Items from a data collection

──────

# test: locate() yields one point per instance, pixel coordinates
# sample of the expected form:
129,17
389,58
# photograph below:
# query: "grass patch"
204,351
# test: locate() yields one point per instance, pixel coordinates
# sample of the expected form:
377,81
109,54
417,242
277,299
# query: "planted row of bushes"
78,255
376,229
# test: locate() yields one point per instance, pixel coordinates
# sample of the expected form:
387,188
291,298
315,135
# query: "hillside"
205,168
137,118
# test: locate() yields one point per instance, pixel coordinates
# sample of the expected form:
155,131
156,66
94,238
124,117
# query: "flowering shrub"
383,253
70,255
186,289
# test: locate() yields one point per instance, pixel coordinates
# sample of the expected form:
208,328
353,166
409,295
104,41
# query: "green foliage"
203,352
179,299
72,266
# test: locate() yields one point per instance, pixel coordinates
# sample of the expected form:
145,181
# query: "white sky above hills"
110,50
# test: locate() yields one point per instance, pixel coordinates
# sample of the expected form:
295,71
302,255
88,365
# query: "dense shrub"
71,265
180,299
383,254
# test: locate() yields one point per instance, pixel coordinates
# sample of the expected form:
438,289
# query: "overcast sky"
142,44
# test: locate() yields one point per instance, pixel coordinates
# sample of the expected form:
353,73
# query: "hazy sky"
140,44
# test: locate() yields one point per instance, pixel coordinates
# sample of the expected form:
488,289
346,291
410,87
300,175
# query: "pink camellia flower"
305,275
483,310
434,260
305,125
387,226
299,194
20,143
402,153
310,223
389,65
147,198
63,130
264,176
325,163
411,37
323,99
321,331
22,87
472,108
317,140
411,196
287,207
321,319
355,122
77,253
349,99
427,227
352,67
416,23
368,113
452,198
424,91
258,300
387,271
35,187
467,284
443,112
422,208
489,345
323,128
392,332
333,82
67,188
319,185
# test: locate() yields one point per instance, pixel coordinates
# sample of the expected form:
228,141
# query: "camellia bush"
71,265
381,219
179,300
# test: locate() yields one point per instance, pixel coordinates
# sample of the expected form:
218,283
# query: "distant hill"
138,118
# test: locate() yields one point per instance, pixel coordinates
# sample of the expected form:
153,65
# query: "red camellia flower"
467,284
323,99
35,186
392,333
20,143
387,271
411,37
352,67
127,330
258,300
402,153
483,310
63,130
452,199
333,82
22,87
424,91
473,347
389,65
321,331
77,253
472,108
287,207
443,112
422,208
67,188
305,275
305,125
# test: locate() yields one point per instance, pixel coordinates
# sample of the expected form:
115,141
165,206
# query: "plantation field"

──────

▸ **What is asked**
Pick out each line in the items above that contains the string "shrub", and copy those lines in full.

▸ **Written solution**
# query: "flowering shrub"
# query: "dense shrub"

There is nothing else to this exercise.